### TO BE DONE
Write out all of the lines below again, requests included, and shift every number in the answer coordinates by -36. Leave the pictures out.

□ □ □

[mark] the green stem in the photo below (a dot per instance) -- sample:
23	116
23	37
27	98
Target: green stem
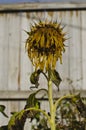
52	110
39	110
62	98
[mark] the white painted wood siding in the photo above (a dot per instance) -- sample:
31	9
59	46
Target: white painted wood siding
15	67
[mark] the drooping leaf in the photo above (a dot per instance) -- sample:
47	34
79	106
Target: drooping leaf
55	77
2	108
17	121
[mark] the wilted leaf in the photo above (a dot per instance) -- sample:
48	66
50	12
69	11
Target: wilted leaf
80	105
55	77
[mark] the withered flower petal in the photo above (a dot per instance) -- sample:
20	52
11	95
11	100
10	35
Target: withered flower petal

□ □ □

### SOLUTION FOR THIS EXERCISE
[mark] the green stem in the photo below (a dot per instance) -- sample:
23	116
23	37
27	98
Target: green stem
16	74
3	74
26	62
[mark] the white painted wood siding in the photo above (a dot per instance) -- sample:
31	9
59	46
Target: white painted wood siding
-21	31
[mark] the drooping leaf in the photo above (a dot per instance) -- sample:
47	34
79	106
Target: drooping leaf
19	41
-34	72
-19	85
[mark] the wilted leaf in the photo above (a dot per instance) -- sample:
48	66
50	12
69	11
Target: wilted leaf
44	69
19	41
[mark] the withered flower petal in the photo above (a dot per instance) -- sample:
20	52
11	95
11	100
10	35
Target: withered flower petal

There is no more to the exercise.